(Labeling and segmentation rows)
◆ ◆ ◆ ◆
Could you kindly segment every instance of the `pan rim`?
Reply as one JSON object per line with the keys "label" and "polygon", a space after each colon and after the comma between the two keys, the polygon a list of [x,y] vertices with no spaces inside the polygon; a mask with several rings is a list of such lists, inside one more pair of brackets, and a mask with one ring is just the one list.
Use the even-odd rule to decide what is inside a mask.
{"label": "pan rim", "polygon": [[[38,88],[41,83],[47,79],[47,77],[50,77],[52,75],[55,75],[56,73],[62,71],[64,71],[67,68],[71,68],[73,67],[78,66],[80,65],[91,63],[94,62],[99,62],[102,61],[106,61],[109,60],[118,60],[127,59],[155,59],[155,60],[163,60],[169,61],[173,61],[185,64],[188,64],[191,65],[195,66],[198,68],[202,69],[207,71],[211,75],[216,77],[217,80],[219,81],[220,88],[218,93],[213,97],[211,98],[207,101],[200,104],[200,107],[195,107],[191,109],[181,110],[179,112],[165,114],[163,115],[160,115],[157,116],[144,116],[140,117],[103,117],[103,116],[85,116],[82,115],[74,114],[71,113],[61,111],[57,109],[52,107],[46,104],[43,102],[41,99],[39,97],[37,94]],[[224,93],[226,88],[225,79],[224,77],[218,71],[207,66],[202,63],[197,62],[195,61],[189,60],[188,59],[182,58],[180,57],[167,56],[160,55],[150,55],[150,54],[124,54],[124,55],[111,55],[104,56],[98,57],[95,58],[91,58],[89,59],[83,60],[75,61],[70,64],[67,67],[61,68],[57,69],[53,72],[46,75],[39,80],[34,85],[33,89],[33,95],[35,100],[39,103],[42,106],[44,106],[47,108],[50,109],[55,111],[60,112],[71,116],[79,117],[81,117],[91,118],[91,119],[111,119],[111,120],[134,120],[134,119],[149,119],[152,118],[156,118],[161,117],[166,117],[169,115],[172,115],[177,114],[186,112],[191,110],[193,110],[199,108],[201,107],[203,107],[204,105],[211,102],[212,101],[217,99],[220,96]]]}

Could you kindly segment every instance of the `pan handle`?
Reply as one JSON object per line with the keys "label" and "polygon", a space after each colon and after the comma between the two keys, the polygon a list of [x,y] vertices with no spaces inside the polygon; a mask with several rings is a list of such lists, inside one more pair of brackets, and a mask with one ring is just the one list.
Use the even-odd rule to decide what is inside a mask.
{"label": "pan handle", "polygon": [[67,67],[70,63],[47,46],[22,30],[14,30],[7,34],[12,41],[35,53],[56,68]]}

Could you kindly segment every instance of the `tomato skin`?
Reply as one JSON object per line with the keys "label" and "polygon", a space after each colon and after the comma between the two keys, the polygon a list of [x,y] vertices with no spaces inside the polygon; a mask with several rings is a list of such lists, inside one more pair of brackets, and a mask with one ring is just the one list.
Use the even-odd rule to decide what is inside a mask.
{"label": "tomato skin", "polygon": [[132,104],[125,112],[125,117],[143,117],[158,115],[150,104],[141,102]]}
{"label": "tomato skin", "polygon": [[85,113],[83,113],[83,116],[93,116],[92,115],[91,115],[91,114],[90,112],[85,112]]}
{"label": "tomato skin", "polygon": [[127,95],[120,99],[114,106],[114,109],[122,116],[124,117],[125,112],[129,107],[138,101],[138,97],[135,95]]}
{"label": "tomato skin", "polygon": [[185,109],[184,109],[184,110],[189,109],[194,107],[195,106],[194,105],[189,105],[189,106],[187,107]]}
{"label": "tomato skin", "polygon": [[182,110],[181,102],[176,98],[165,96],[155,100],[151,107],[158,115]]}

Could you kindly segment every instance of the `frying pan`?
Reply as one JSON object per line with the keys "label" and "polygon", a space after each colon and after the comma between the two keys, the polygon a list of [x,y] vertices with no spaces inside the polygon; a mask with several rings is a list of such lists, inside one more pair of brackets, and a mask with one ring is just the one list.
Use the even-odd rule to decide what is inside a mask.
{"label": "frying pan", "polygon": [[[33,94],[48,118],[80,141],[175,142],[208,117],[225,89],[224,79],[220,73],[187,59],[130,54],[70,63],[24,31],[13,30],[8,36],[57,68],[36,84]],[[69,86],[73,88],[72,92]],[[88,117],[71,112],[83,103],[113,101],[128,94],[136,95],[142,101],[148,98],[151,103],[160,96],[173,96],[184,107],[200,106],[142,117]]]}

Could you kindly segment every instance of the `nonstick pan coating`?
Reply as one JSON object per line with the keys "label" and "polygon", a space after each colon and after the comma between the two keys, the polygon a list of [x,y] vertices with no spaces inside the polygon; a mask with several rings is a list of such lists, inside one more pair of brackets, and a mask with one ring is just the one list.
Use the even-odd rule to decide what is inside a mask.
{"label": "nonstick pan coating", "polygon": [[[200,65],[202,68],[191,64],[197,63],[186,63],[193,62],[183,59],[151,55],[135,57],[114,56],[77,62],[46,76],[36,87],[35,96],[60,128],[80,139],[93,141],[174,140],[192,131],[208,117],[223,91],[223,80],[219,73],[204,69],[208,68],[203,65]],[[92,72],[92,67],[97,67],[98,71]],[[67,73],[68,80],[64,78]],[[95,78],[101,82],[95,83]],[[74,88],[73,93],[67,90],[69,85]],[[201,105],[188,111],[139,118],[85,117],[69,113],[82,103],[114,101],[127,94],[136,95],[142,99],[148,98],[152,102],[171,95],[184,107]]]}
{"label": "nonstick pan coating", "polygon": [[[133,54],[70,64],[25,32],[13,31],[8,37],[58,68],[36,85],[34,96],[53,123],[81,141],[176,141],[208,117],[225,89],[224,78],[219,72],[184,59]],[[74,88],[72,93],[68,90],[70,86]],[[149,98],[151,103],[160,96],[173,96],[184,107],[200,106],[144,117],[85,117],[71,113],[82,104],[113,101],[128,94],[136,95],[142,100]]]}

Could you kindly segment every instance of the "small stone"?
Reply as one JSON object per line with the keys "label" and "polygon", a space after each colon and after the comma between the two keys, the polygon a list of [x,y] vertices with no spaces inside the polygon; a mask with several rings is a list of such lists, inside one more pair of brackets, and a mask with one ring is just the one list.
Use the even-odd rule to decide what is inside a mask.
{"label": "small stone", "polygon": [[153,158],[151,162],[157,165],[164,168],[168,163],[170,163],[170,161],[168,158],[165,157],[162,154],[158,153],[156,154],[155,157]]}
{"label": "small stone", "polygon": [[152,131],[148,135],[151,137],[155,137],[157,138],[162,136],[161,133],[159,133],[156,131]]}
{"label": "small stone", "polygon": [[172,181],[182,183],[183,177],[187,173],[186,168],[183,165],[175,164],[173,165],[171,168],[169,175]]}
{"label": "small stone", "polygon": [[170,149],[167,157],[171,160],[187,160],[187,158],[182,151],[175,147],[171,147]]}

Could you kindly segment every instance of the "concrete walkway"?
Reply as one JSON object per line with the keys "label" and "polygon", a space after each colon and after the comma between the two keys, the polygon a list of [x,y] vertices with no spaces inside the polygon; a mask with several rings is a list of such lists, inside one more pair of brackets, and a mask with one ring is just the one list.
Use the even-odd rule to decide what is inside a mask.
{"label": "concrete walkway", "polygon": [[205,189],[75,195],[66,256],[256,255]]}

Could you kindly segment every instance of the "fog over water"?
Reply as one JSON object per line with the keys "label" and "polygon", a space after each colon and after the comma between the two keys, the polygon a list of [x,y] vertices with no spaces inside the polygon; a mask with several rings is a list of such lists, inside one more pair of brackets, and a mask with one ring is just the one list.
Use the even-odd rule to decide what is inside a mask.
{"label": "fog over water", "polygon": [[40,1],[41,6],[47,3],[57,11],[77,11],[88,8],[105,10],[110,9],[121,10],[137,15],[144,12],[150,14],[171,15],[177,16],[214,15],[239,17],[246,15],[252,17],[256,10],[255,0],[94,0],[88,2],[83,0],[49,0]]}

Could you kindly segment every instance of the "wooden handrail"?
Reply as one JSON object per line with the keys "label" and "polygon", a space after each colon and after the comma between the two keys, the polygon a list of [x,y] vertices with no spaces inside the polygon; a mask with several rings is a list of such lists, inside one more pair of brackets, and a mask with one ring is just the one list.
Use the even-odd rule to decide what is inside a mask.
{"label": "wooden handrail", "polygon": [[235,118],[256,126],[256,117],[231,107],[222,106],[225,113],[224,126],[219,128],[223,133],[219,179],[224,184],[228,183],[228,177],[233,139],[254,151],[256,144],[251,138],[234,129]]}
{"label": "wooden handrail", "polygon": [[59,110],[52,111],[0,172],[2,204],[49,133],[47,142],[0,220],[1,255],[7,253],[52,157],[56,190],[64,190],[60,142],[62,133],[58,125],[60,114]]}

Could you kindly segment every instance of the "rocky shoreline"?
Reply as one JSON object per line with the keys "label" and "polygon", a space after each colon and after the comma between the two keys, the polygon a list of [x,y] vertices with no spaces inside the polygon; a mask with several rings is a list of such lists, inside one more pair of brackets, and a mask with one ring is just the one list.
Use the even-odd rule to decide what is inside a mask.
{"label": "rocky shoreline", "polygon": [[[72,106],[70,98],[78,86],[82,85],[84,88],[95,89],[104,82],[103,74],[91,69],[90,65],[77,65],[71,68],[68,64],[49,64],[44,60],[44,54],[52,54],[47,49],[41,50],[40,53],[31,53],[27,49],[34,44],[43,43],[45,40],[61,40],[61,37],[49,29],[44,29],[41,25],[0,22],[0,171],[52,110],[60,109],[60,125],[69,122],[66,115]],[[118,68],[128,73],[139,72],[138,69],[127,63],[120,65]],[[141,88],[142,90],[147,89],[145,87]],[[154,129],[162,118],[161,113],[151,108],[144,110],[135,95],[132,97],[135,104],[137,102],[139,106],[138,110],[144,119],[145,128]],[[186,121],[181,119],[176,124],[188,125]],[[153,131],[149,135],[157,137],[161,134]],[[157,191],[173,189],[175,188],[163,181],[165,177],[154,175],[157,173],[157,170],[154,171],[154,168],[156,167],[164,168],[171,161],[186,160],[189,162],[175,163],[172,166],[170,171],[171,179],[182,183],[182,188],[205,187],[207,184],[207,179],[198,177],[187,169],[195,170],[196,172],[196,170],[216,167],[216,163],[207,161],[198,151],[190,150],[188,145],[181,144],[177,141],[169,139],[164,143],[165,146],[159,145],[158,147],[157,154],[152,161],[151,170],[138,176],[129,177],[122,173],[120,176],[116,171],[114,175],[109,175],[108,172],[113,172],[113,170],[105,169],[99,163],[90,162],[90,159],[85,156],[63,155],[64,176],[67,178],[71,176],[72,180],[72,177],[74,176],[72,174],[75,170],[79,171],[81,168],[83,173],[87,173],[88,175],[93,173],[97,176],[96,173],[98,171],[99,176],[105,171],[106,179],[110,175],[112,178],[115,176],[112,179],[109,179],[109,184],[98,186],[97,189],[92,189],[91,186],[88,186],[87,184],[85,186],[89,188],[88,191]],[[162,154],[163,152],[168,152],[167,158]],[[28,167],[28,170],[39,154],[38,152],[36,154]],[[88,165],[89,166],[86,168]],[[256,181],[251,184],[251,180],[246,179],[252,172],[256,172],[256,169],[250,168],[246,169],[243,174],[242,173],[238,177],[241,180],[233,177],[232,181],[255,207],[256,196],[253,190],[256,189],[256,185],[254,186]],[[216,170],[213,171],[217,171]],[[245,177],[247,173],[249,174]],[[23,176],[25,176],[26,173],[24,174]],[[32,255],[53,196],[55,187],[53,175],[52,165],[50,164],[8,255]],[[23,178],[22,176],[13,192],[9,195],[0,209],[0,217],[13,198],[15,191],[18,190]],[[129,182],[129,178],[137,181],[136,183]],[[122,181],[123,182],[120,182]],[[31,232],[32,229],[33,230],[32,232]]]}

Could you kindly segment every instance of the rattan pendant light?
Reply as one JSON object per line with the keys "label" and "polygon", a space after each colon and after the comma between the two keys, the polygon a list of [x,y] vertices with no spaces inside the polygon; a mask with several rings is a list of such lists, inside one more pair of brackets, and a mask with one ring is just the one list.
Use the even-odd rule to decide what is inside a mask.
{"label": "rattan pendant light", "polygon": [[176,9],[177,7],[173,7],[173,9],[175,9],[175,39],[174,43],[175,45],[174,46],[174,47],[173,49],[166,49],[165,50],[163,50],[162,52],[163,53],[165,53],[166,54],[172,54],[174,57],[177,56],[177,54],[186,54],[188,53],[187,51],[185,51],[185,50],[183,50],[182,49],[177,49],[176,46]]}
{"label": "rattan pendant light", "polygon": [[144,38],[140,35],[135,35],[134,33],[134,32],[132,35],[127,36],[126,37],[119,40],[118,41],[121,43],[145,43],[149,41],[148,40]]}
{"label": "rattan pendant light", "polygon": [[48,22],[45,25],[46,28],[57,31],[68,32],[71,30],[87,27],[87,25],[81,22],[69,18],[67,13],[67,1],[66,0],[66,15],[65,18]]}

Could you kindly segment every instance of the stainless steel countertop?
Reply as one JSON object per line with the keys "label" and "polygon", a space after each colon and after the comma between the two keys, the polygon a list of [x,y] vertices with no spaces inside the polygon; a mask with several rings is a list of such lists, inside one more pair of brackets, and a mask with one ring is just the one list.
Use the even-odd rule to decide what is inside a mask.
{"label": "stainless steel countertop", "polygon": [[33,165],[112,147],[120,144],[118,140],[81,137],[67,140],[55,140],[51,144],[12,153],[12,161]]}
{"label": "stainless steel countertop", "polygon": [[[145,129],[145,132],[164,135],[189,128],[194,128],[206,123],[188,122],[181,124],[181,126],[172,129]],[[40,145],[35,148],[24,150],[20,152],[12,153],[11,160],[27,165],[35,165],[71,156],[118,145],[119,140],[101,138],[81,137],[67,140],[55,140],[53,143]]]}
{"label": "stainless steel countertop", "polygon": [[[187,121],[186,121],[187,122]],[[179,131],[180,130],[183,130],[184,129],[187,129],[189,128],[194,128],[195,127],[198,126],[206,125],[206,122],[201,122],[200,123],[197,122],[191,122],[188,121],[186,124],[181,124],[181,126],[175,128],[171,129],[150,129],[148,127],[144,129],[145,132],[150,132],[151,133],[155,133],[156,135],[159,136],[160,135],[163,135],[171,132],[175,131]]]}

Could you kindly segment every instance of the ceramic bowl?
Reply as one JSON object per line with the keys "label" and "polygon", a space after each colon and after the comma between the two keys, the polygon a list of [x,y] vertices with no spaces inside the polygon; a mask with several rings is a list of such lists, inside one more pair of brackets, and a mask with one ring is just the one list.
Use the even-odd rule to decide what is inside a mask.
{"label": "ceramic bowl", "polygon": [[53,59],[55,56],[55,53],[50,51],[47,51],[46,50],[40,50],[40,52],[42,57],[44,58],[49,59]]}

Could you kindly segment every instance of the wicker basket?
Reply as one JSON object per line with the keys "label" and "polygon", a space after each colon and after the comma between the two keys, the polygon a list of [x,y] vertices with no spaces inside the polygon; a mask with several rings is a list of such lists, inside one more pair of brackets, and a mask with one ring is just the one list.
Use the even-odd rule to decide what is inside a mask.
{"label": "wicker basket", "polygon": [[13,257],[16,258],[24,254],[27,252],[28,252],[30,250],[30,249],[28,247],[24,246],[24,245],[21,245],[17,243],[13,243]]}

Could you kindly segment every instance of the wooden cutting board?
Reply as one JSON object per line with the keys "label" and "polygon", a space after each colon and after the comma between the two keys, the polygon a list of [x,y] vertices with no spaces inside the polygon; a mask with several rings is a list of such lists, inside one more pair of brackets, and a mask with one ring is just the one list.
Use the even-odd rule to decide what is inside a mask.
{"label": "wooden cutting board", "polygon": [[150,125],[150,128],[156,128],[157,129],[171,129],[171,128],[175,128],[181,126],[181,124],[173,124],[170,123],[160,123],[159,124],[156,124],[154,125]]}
◆ ◆ ◆ ◆
• DIRECTIONS FOR THIS TASK: Render every line from the one containing "Could you kindly segment every instance of the wooden" through the end of the rows as a Markdown table with columns No. and Text. Number each line and leave out blank lines.

• TASK SOLUTION:
| No. | Text |
|---|---|
| 1 | Could you kindly segment every instance of the wooden cutting board? |
| 2 | Reply as one JSON object per line with the keys "label" and "polygon", a space after each colon and after the comma between the two keys, the polygon a list of [x,y] vertices with no spaces inside the polygon; a mask with several rings is a list of such lists, inside one more pair of brackets, and a mask with one ring is just the one list. |
| 3 | Use the even-odd rule to decide what is inside a mask. |
| 4 | {"label": "wooden cutting board", "polygon": [[150,125],[150,128],[156,128],[157,129],[171,129],[171,128],[175,128],[181,126],[181,124],[173,124],[170,123],[160,123],[159,124],[156,124],[154,125]]} |